# What you need to do:
Turn the lines from the start of the records through the line containing "(1292, 505)" into a Markdown table with the columns Row and Line, numbering each row and skipping blank lines. Leave the pictures out.

# Excerpts of pointing data:
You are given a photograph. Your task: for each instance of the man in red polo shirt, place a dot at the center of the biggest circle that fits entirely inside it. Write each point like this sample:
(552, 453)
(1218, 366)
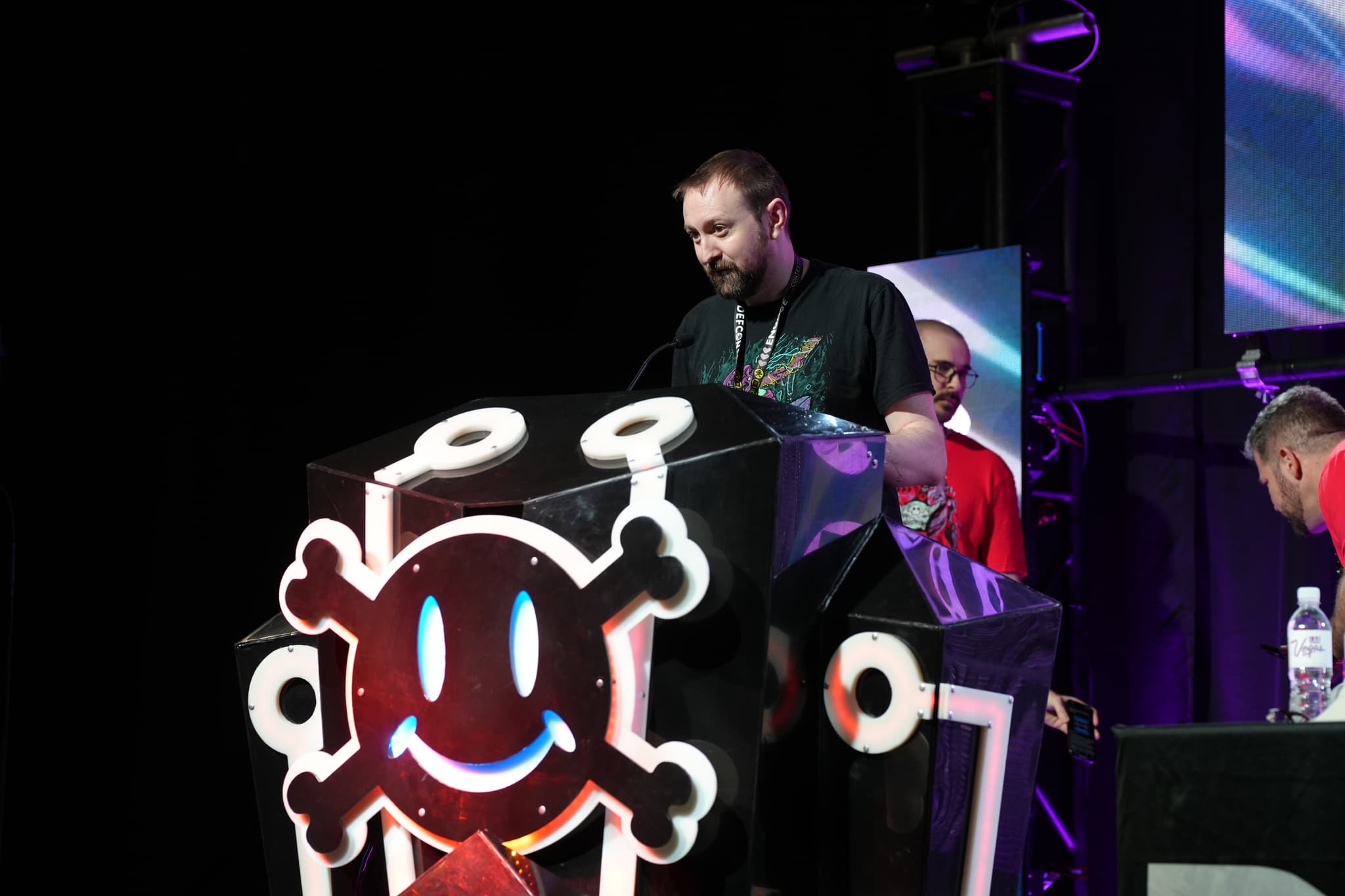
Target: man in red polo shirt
(974, 511)
(1298, 446)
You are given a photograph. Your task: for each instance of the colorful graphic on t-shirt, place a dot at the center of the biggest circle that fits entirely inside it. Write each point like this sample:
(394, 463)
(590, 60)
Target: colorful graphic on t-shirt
(931, 511)
(798, 371)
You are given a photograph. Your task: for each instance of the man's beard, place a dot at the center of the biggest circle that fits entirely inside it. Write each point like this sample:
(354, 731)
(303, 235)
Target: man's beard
(734, 282)
(1292, 505)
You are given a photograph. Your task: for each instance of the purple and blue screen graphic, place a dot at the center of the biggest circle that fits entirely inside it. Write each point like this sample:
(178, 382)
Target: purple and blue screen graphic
(979, 295)
(1283, 164)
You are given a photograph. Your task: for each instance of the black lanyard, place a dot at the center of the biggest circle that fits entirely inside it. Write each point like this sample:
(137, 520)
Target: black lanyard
(768, 345)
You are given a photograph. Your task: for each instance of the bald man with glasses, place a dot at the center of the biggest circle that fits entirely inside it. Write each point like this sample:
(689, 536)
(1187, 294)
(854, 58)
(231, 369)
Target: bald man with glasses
(974, 511)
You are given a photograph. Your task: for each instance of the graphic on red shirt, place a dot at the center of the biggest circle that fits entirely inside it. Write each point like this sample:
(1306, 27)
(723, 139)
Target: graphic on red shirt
(984, 523)
(931, 511)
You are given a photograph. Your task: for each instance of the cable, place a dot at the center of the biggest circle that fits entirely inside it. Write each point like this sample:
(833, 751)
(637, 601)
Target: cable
(1093, 20)
(1083, 429)
(996, 11)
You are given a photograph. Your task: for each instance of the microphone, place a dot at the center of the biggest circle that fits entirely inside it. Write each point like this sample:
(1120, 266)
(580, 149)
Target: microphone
(681, 340)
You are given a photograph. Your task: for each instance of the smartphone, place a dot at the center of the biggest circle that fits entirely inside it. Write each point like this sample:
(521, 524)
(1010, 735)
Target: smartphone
(1082, 743)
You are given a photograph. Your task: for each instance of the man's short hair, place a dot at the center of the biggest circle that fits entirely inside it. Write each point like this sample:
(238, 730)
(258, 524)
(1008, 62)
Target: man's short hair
(753, 177)
(1301, 418)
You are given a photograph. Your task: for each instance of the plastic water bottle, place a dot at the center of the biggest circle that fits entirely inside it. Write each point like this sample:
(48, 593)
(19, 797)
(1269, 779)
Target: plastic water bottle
(1309, 656)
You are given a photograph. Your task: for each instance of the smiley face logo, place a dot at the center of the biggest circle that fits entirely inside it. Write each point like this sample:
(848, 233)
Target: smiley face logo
(485, 684)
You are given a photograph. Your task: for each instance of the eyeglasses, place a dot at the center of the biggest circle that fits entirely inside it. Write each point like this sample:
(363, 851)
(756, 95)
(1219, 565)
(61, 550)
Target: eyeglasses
(943, 371)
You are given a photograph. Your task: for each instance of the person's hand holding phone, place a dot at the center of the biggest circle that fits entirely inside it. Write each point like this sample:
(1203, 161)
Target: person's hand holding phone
(1057, 715)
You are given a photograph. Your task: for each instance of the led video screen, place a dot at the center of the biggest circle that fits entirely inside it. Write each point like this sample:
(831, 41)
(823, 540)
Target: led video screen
(1283, 164)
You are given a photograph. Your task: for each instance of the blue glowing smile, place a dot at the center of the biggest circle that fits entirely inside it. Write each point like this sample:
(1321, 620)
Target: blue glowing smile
(479, 778)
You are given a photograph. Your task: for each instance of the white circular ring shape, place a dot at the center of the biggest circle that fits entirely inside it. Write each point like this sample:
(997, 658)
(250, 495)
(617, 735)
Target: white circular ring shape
(505, 429)
(671, 418)
(264, 688)
(892, 657)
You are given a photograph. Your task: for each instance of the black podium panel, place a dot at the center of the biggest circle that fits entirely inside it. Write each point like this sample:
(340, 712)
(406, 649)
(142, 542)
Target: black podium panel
(1215, 796)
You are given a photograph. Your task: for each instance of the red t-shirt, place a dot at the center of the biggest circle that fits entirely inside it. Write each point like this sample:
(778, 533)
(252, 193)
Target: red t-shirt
(975, 512)
(1331, 496)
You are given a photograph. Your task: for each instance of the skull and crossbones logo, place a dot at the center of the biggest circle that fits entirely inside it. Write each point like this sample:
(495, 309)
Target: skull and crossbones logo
(487, 687)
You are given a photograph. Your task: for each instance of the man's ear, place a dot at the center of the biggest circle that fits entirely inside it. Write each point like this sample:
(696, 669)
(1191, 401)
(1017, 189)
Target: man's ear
(776, 217)
(1290, 464)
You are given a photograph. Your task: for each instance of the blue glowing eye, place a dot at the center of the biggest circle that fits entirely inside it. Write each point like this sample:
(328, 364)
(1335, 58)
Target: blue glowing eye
(431, 649)
(522, 644)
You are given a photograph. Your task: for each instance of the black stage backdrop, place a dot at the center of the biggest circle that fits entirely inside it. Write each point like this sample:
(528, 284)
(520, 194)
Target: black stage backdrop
(361, 221)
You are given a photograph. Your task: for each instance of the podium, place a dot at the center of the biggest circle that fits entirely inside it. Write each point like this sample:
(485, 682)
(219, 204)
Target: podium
(690, 602)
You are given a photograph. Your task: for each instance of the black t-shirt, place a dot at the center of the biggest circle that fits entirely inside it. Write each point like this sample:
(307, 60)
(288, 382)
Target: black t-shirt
(848, 345)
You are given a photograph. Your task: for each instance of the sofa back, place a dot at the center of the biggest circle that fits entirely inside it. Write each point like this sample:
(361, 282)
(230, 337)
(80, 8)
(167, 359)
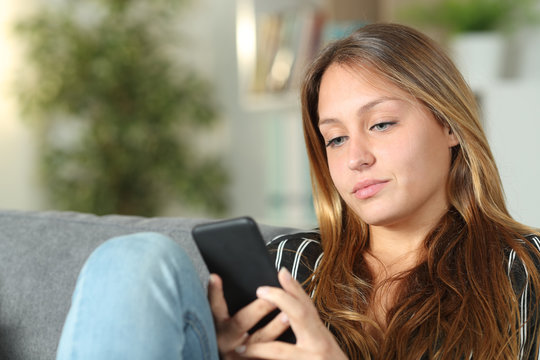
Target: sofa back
(41, 254)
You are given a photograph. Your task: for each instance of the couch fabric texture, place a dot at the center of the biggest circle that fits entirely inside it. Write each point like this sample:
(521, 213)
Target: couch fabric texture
(41, 254)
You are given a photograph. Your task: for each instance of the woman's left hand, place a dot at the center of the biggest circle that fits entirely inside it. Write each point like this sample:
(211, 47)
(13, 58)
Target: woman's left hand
(313, 339)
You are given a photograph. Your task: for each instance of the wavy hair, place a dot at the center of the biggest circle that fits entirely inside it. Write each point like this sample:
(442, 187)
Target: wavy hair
(459, 300)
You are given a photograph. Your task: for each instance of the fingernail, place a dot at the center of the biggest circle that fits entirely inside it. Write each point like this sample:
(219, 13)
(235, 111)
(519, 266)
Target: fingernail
(262, 291)
(286, 273)
(240, 349)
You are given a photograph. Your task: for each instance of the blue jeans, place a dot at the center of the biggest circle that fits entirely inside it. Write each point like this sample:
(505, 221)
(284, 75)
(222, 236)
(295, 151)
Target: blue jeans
(138, 297)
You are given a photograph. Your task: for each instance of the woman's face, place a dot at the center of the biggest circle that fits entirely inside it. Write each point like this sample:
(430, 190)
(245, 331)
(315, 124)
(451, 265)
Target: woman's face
(388, 156)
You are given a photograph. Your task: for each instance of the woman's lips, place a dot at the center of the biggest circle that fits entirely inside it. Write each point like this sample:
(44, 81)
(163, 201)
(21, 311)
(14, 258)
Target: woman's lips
(368, 188)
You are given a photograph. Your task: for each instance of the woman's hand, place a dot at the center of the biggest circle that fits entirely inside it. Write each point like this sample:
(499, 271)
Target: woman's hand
(232, 332)
(313, 339)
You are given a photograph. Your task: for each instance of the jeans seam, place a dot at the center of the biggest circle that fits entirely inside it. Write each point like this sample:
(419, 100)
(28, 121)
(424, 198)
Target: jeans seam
(195, 324)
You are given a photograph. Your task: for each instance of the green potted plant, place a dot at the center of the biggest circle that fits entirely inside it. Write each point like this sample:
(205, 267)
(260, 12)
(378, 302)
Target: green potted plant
(115, 112)
(476, 30)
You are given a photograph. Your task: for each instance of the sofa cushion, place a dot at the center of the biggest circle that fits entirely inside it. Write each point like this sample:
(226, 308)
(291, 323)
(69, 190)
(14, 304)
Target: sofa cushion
(41, 254)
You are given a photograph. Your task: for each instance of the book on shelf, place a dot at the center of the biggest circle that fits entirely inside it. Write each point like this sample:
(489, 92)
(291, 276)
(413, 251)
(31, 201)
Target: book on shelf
(286, 43)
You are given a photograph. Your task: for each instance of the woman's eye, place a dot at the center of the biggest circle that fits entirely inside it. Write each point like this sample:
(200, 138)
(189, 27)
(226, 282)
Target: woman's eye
(337, 141)
(382, 126)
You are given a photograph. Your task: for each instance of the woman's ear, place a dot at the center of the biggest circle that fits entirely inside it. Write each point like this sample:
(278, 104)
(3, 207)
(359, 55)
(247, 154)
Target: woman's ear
(451, 136)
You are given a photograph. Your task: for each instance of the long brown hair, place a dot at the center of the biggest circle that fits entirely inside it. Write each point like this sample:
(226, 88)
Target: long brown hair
(459, 301)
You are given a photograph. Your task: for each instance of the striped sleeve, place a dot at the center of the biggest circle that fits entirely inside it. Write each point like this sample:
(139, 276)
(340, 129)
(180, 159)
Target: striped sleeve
(528, 306)
(300, 253)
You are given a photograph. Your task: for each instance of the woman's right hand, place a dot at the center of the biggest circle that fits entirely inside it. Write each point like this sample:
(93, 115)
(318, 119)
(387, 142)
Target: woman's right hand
(232, 331)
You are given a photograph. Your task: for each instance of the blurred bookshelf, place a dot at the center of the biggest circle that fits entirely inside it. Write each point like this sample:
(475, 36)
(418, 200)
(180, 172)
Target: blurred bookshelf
(275, 41)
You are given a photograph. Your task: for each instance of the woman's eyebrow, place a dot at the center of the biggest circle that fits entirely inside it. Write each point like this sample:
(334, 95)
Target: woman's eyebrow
(363, 109)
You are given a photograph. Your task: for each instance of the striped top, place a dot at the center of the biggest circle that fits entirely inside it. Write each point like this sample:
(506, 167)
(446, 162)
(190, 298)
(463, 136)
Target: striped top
(301, 253)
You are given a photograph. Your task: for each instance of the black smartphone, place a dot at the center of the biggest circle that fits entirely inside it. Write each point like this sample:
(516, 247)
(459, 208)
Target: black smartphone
(235, 250)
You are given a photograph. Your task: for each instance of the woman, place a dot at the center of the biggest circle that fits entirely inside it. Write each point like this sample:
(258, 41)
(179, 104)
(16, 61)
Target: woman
(421, 257)
(417, 256)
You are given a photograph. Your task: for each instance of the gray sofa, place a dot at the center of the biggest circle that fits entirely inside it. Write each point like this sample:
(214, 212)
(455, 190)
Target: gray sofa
(41, 254)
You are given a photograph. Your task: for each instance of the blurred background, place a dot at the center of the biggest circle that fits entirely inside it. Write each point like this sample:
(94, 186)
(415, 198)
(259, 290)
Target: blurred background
(191, 108)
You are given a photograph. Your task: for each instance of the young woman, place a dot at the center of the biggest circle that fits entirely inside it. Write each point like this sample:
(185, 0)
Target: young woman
(416, 255)
(421, 258)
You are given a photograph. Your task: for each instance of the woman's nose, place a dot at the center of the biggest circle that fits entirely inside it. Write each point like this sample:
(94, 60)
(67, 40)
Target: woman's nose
(360, 154)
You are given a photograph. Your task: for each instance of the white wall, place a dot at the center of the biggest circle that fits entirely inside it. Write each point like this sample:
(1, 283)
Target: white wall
(19, 185)
(512, 112)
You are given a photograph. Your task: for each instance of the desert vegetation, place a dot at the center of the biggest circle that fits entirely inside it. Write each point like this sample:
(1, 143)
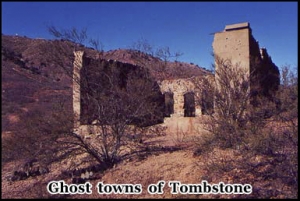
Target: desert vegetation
(248, 143)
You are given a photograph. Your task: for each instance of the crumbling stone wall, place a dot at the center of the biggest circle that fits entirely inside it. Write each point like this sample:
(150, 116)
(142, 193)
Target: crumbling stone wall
(237, 45)
(180, 87)
(93, 79)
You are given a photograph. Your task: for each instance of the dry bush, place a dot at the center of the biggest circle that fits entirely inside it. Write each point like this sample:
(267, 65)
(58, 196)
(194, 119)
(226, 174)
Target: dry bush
(263, 136)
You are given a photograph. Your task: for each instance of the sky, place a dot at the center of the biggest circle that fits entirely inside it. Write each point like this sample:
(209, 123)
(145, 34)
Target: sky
(185, 27)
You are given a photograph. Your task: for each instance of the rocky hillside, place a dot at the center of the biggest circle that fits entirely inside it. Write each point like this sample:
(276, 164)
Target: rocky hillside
(35, 73)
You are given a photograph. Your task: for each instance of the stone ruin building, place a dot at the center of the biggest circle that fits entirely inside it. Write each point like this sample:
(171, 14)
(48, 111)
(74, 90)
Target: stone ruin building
(237, 45)
(179, 105)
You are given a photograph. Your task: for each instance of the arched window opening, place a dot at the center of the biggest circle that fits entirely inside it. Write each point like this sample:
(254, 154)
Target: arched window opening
(189, 104)
(169, 104)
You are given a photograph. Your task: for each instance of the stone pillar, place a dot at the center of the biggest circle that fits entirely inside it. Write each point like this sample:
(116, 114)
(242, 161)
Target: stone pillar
(77, 65)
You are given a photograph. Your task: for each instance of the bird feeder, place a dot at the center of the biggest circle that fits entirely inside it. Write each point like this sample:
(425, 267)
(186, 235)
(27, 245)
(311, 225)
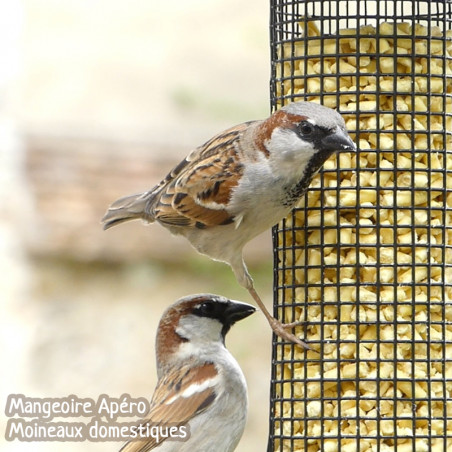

# Result:
| Row | Line |
|---|---|
| 1 | You are given a photograph. Your task: for each instance of the man in red polo shirt, place a dot at the center of the biggest circle that fits entirely inside it. Write each point like this sample: |
| 2 | (552, 453) |
| 3 | (1218, 366) |
| 4 | Target: man in red polo shirt |
| 5 | (974, 511) |
| 6 | (1298, 446) |
| 7 | You are given a photograph. Your task: for each instance of the colorful graphic on t-shirt, place a dot at the center of the biggest circle that fits entirely inside it. Write each point like this sample: |
| 8 | (394, 463) |
| 9 | (590, 60) |
| 10 | Target: colorful graphic on t-shirt |
| 11 | (931, 511) |
| 12 | (798, 371) |
| 13 | You are given a photograph. Your task: for each instance of the man's beard, place a dot at the center of the biggest circle that fits entirely inside it. Write each point like this sample: |
| 14 | (354, 731) |
| 15 | (303, 235) |
| 16 | Target: man's beard |
| 17 | (734, 282) |
| 18 | (1292, 505) |